# [EXCERPT PROVIDED]
Hostages and cannibals make me want to buy your snack product. (TV ads as hyperactive literary analysis)

M&Ms commercials have always bothered me a little. There’s a loveability to the anthropomorphized, walking/talking CGI candies to be sure, but there’s no getting around their looming demise.

So to say that we identify with the protagonists is immediately to say that we understand just how little their lives are valued by their surrounding society. At every turn, a friendly human shows flashes of villainy, a winking threat to kill and neatly devour our ill-fated heroes. And in a dark twist, the very quality that endears us to these characters — their simple, archetypical innocence — is the very thing that leads them down this dangerous path.

Here’s the “hostage” commercial:

The joke is obvious, but the commentary on marginalized peoples is equally palpable. A minority so reduced in their societal weight they have become negligible. As if that cop doesn’t remember that there’s an entire population of small, roundish, brightly colored pseudo-men who are made of chocolate & talk in post-vaudevillian banter. Invisible Man, indeed! Like many members of a downtrodden race (species?), personal esteem issues fester, to the point where denial (The criminal is NOT thinking of eating Gary, of course.) is as involuntary as breath.

And what of this?

# [PROBLEM STATEMENT]
Reproduce the post on M&Ms commercials word for word, from its title to its final line. The listing that follows is separate material and does not belong to the post.

# [SUPPLIED MATERIAL]
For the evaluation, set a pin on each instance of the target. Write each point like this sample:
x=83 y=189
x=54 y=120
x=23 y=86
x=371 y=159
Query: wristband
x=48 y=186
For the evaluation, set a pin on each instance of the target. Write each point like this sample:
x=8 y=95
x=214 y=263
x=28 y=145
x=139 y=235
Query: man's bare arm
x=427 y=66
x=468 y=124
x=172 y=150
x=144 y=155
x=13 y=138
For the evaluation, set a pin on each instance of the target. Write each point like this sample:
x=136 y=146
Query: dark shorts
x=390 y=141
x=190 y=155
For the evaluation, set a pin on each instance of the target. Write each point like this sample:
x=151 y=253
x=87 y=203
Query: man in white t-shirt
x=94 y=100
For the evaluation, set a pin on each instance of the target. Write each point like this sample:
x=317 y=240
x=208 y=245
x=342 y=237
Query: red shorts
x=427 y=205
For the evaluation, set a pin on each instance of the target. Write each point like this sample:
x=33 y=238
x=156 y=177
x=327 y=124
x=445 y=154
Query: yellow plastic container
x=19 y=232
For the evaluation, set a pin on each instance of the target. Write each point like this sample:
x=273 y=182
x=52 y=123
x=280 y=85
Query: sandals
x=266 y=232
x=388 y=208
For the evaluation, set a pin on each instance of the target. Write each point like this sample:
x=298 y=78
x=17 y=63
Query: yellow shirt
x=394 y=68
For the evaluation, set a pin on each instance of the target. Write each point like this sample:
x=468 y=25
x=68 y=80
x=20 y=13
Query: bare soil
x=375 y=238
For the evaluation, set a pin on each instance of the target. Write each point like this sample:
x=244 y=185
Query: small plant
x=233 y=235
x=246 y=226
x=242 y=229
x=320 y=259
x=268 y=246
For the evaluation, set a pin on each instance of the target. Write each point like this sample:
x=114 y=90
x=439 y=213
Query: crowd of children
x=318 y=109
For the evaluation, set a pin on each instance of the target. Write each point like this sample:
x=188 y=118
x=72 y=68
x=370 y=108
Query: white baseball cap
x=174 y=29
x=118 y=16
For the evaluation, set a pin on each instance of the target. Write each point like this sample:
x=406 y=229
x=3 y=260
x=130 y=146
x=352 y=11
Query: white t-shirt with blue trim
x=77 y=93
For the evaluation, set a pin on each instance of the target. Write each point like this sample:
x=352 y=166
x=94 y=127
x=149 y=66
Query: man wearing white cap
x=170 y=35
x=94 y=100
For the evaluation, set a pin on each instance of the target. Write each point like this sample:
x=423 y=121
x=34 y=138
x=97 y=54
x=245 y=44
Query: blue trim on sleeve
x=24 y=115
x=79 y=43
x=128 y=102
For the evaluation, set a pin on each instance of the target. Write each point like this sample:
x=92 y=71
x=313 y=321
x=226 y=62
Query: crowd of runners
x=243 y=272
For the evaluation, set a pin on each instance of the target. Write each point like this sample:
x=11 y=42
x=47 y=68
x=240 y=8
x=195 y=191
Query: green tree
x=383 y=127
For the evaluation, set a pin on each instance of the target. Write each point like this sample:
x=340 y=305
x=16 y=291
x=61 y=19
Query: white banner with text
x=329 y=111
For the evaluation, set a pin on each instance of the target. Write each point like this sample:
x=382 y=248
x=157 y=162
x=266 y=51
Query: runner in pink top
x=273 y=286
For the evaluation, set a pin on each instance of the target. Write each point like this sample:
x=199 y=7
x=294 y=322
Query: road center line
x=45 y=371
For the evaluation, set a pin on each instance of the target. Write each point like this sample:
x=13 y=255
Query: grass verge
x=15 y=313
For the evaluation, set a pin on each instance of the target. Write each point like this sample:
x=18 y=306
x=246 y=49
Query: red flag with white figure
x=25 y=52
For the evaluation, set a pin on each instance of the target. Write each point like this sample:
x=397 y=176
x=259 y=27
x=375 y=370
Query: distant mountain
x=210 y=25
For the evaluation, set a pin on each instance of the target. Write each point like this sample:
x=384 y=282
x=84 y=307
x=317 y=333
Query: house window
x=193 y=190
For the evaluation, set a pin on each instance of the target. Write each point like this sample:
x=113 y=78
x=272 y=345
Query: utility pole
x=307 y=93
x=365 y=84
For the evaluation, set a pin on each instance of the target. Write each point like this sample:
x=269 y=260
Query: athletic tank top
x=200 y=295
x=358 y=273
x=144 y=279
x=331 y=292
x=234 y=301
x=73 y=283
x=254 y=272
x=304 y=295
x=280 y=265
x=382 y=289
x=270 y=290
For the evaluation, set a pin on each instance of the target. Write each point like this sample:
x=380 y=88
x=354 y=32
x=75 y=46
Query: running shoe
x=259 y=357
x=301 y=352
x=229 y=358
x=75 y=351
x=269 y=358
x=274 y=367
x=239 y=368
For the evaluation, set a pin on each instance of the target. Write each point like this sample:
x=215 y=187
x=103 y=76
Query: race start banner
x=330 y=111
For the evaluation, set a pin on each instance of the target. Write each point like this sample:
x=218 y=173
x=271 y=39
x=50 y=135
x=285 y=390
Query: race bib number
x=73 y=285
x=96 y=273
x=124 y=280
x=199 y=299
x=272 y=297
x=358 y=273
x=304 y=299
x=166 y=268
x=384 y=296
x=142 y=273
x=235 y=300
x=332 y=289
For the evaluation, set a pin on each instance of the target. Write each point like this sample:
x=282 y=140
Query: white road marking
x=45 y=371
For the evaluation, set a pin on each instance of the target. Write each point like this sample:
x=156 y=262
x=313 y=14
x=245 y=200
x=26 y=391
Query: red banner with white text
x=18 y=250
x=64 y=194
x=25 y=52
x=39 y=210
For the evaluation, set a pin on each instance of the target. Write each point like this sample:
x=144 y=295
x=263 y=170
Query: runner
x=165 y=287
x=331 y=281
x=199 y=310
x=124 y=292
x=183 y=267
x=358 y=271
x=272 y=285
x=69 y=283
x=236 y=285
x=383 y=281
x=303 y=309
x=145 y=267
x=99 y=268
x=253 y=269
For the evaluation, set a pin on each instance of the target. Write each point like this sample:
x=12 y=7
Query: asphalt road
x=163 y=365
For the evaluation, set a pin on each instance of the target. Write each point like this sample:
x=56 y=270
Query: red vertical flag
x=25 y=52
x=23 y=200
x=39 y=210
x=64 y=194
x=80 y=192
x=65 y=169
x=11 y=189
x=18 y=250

# [TASK RESULT]
Hostages and cannibals make me want to buy your snack product. (TV ads as hyperactive literary analysis)

M&Ms commercials have always bothered me a little. There’s a loveability to the anthropomorphized, walking/talking CGI candies to be sure, but there’s no getting around their looming demise.

So to say that we identify with the protagonists is immediately to say that we understand just how little their lives are valued by their surrounding society. At every turn, a friendly human shows flashes of villainy, a winking threat to kill and neatly devour our ill-fated heroes. And in a dark twist, the very quality that endears us to these characters — their simple, archetypical innocence — is the very thing that leads them down this dangerous path.

Here’s the “hostage” commercial:

The joke is obvious, but the commentary on marginalized peoples is equally palpable. A minority so reduced in their societal weight they have become negligible. As if that cop doesn’t remember that there’s an entire population of small, roundish, brightly colored pseudo-men who are made of chocolate & talk in post-vaudevillian banter. Invisible Man, indeed! Like many members of a downtrodden race (species?), personal esteem issues fester, to the point where denial (The criminal is NOT thinking of eating Gary, of course.) is as involuntary as breath.

And what of this?